## Short task
Rewrite the entries from the first line through the line containing "184), (217, 181)]", substituting "pairs" for "tuples" and leaving everything else unchanged.

(Dataset items)
[start]

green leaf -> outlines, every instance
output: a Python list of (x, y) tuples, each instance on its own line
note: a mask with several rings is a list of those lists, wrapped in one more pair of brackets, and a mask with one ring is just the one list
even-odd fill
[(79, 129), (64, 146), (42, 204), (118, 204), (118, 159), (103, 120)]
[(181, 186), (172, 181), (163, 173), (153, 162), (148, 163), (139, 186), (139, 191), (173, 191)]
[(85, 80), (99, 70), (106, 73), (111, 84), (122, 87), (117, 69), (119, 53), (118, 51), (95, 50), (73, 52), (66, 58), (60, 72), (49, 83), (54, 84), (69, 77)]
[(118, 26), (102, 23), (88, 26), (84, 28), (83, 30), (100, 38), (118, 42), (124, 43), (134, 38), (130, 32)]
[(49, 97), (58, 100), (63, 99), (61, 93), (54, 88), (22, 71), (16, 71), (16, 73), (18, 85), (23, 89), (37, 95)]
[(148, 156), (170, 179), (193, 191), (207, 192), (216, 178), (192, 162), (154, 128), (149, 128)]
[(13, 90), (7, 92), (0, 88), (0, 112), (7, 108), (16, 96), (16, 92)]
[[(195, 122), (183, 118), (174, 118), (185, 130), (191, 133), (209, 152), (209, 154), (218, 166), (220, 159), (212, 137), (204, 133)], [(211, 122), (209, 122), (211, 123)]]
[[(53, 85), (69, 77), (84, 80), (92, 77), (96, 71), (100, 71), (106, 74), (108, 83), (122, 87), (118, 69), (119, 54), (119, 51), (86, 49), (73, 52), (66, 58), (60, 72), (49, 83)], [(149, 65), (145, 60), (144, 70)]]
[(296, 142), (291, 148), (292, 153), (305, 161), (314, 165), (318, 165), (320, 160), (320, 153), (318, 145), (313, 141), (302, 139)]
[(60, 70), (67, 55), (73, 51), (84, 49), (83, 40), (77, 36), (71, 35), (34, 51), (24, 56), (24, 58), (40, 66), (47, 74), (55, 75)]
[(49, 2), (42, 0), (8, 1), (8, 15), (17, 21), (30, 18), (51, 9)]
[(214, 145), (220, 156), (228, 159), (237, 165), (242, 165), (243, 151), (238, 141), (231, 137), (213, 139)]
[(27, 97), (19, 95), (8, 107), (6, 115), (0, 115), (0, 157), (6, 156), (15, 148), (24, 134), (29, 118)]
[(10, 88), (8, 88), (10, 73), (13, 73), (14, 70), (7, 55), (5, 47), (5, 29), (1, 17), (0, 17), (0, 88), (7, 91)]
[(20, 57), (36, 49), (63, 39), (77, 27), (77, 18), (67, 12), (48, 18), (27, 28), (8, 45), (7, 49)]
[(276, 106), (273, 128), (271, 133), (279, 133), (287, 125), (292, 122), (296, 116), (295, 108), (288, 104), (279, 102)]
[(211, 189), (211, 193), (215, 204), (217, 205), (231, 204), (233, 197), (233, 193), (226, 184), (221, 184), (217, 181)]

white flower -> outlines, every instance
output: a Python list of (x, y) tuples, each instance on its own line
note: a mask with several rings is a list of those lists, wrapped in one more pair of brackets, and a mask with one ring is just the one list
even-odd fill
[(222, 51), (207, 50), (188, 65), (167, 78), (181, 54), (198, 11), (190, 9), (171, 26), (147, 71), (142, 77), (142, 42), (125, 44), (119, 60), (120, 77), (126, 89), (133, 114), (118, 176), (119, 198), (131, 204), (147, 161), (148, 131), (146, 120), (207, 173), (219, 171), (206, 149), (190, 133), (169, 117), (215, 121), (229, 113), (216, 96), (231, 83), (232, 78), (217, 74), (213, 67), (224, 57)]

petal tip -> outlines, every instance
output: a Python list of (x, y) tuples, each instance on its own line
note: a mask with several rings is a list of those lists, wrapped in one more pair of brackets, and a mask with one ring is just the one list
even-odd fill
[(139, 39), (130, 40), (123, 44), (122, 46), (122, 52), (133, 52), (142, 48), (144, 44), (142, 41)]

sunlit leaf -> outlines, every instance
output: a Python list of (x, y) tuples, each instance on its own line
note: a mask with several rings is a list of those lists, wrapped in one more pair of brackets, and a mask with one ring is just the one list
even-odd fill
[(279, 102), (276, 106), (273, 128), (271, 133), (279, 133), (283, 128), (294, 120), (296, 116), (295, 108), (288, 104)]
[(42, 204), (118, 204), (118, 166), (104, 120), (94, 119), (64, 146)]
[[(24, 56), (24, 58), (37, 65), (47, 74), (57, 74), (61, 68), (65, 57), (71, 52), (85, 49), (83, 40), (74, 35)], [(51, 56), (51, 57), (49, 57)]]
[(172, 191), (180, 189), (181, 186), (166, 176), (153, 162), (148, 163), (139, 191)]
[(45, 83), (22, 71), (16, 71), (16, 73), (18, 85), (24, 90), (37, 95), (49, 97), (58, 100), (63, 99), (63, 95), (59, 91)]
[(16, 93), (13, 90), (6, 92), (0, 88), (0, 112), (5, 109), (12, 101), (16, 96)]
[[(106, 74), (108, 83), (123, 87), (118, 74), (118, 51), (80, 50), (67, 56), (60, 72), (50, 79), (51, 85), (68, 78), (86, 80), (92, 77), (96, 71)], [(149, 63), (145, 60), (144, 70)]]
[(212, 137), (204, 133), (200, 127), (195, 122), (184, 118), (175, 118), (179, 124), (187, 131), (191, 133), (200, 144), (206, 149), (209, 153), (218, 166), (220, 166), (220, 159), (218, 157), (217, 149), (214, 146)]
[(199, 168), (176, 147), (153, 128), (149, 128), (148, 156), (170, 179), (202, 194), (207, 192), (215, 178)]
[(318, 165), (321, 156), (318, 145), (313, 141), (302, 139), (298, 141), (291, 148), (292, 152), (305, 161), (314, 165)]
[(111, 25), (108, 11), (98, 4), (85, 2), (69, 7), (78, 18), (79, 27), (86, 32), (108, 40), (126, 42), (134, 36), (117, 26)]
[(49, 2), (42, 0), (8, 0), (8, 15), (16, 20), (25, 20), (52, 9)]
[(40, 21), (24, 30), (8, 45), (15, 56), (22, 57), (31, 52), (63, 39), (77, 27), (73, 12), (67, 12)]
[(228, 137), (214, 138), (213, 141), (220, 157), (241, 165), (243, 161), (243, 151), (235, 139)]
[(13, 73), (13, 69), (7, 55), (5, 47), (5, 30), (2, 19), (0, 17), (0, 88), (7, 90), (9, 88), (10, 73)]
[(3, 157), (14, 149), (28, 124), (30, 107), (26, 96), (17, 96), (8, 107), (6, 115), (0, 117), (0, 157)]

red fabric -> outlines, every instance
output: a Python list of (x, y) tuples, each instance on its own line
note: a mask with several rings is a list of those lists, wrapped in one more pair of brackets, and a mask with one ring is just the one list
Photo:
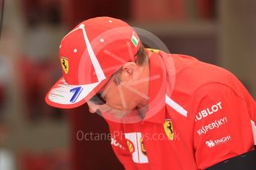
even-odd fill
[[(161, 78), (150, 82), (149, 98), (163, 90), (163, 101), (149, 103), (149, 111), (154, 106), (162, 109), (138, 123), (108, 120), (112, 148), (125, 169), (204, 169), (253, 149), (256, 104), (241, 83), (229, 72), (192, 57), (157, 53), (150, 56), (150, 74), (160, 74), (167, 86), (160, 89)], [(157, 71), (163, 61), (165, 77)], [(170, 75), (172, 61), (175, 78)], [(170, 120), (173, 138), (163, 126)]]

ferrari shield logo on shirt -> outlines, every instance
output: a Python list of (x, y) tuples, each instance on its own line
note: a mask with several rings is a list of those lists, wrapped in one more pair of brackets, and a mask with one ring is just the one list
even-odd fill
[(145, 148), (144, 145), (143, 137), (141, 137), (140, 140), (141, 152), (142, 152), (142, 154), (144, 154), (145, 155), (147, 155), (147, 152), (145, 151)]
[(60, 58), (60, 62), (65, 73), (68, 73), (69, 66), (68, 66), (68, 60), (66, 58), (62, 57)]
[(168, 138), (171, 140), (174, 140), (174, 132), (171, 119), (165, 120), (165, 123), (163, 123), (163, 128), (165, 129), (165, 132)]
[(148, 163), (142, 134), (140, 132), (125, 133), (125, 136), (133, 161), (137, 163)]
[(134, 146), (132, 143), (132, 142), (129, 140), (126, 140), (126, 143), (127, 143), (127, 146), (129, 149), (129, 151), (131, 152), (131, 154), (133, 154), (134, 152)]
[(151, 51), (151, 52), (155, 52), (155, 53), (157, 53), (157, 54), (158, 54), (158, 52), (160, 51), (160, 50), (151, 49), (151, 48), (147, 48), (147, 50), (148, 50), (148, 51)]

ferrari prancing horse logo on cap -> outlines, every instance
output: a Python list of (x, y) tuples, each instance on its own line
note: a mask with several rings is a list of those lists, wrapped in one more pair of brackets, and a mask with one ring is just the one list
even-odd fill
[(60, 58), (60, 62), (65, 73), (68, 73), (69, 66), (68, 66), (68, 60), (66, 58), (62, 57)]
[(174, 137), (174, 132), (171, 119), (165, 120), (165, 123), (163, 123), (163, 128), (165, 129), (165, 132), (168, 138), (171, 140), (173, 140)]

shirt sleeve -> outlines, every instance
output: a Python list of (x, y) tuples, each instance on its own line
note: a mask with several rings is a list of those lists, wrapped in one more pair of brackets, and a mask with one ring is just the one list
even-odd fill
[(132, 160), (125, 134), (120, 128), (121, 124), (109, 121), (108, 123), (111, 137), (111, 146), (118, 160), (123, 165), (125, 169), (137, 169)]
[(254, 101), (249, 101), (217, 83), (197, 91), (190, 112), (194, 118), (193, 145), (199, 169), (253, 149), (252, 104)]

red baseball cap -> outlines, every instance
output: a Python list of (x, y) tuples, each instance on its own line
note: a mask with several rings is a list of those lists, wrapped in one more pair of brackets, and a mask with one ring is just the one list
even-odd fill
[(86, 20), (62, 40), (62, 77), (45, 97), (58, 108), (77, 107), (91, 99), (108, 78), (125, 63), (134, 61), (140, 41), (125, 21), (110, 17)]

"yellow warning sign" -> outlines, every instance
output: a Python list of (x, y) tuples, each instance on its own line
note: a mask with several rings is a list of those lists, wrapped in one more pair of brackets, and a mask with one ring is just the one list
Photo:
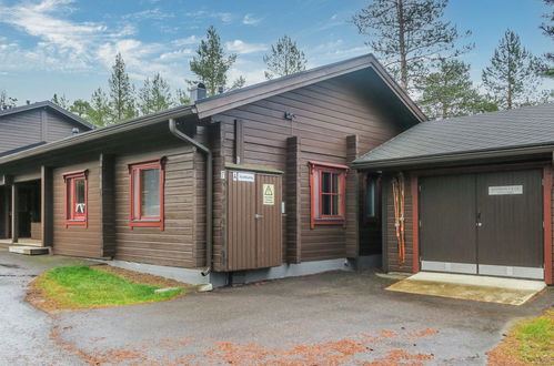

[end]

## Right answer
green leaf -> outlines, every instance
output: a Python list of (x, y) pairs, each instance on its own line
note: a mask with several rings is a list of those lists, wrapped in one more pair of brackets, and a mask with one ring is just the one list
even-odd fill
[(79, 129), (64, 146), (42, 204), (118, 204), (118, 159), (103, 120)]
[(181, 186), (172, 181), (163, 173), (153, 162), (148, 163), (139, 186), (139, 191), (173, 191)]
[(85, 80), (99, 70), (106, 73), (111, 84), (122, 87), (117, 69), (119, 53), (118, 51), (95, 50), (73, 52), (66, 58), (60, 72), (49, 83), (54, 84), (69, 77)]
[(118, 26), (102, 23), (88, 26), (84, 28), (83, 30), (100, 38), (118, 42), (124, 43), (134, 38), (130, 32)]
[(49, 97), (58, 100), (63, 99), (61, 93), (54, 88), (22, 71), (16, 71), (16, 73), (18, 85), (23, 89), (37, 95)]
[(148, 156), (170, 179), (193, 191), (207, 192), (216, 178), (192, 162), (154, 128), (149, 128)]
[(13, 90), (7, 92), (0, 88), (0, 112), (7, 108), (16, 96), (16, 92)]
[[(195, 122), (183, 118), (174, 118), (185, 130), (191, 133), (209, 152), (209, 154), (218, 166), (220, 159), (212, 137), (204, 133)], [(211, 122), (209, 122), (211, 123)]]
[[(53, 85), (69, 77), (84, 80), (92, 77), (96, 71), (100, 71), (106, 74), (108, 83), (122, 87), (118, 69), (119, 54), (119, 51), (86, 49), (73, 52), (66, 58), (60, 72), (49, 83)], [(149, 65), (145, 60), (144, 70)]]
[(296, 142), (291, 148), (292, 153), (305, 161), (314, 165), (318, 165), (320, 160), (320, 153), (318, 145), (313, 141), (302, 139)]
[(60, 70), (67, 55), (73, 51), (84, 49), (83, 40), (77, 36), (71, 35), (34, 51), (24, 56), (24, 58), (40, 66), (47, 74), (55, 75)]
[(49, 2), (42, 0), (8, 1), (8, 15), (17, 21), (30, 18), (51, 9)]
[(214, 145), (220, 156), (228, 159), (237, 165), (242, 165), (243, 151), (238, 141), (231, 137), (213, 139)]
[(27, 97), (19, 95), (8, 107), (6, 115), (0, 115), (0, 157), (6, 156), (15, 148), (24, 134), (29, 118)]
[(10, 88), (8, 88), (10, 73), (13, 73), (14, 70), (7, 55), (5, 47), (5, 29), (1, 17), (0, 17), (0, 88), (7, 91)]
[(20, 57), (36, 49), (63, 39), (77, 27), (77, 18), (67, 12), (48, 18), (27, 28), (8, 45), (7, 49)]
[(276, 106), (273, 128), (271, 133), (279, 133), (287, 125), (292, 122), (296, 116), (295, 108), (288, 104), (279, 102)]
[(211, 189), (211, 193), (215, 204), (217, 205), (231, 204), (233, 197), (233, 193), (226, 184), (221, 184), (217, 181)]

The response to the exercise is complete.